Short exercise ::
Extend the review of the film CODA below, beginning after its final sentence.
───── Reading text ─────
After reading the synopsis for the American film CODA (Children of Deaf Adults) but prior to seeing it, I felt as if I’d seen this movie before, and, as a matter of fact, it is based on a 2015 French film called La famille Belier. However, when I looked through my files and then online to check out my suspicions I realized I hadn’t seen the original (which, for what it’s worth, doesn’t seem to have received distribution in Japan or, for that matter, in any English-speaking countries). Nevertheless, the high concept hook of the story—the only hearing member of a family of deaf people decides to pursue her love of singing—seems so readymade for a certain species of domestic drama that I’m sure variations on the theme are rampant. It’s the way the international movie industry works.
───── Extracted data ─────
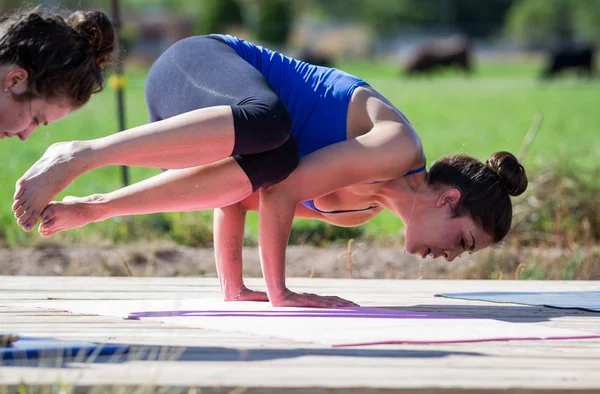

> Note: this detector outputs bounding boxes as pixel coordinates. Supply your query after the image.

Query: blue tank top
[214,34,368,157]
[300,166,426,214]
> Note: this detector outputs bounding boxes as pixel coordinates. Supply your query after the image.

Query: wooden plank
[0,277,600,394]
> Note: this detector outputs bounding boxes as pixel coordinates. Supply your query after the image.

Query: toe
[13,178,25,200]
[12,199,26,211]
[19,211,40,231]
[15,205,25,219]
[40,203,56,224]
[38,219,54,238]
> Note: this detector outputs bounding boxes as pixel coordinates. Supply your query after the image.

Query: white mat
[436,291,600,312]
[12,299,600,346]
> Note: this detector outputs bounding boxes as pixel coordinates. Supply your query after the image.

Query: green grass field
[0,59,600,246]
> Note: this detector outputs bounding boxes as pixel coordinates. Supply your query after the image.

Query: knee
[232,96,292,155]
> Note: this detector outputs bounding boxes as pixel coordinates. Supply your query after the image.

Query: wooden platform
[0,277,600,394]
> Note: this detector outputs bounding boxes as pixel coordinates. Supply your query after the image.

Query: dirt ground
[0,241,600,279]
[0,242,475,279]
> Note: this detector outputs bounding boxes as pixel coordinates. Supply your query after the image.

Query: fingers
[271,290,358,308]
[38,203,56,238]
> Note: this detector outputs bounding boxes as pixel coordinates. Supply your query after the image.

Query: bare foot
[12,141,91,232]
[38,194,102,237]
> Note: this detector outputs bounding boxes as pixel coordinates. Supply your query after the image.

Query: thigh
[145,36,279,121]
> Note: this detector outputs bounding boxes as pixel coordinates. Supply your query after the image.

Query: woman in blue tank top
[13,35,527,307]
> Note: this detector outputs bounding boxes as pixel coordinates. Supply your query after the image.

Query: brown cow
[404,36,473,75]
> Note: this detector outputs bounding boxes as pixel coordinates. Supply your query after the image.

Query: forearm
[258,188,296,303]
[81,106,234,170]
[88,158,252,221]
[213,203,246,301]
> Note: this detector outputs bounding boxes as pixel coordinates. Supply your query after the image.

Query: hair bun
─────
Response ::
The American film takes place in Gloucester, a fishing town on the Massachusetts coast. Our hero, Ruby (Emilia Jones), works with her father, Frank (Troy Kotsur), mother Jackie (Marlee Matlin), and older brother Leo (Daniel Durant), on the family’s fishing boat. Ruby is the only member who can hear and speak, and thus is stuck with the job of interpreting for her family with the world of the hearing. She has a rough time of it, mainly because her parents have fully manifested the kind of Yankee bullheadedness ascendant in this part of the country, and they not only make great demands on the buyers and distributors they deal with, but have developed a kind of passe working-class attitude that embarrasses Ruby. (Farting and having loud sex are the questionable shorthand the film uses to convey this particular predicament.) For the most part, the familial relationships depicted have a natural appeal that the writer-director, Sian Heder, handles with care and imagination, but the movie is about much more; perhaps too much more.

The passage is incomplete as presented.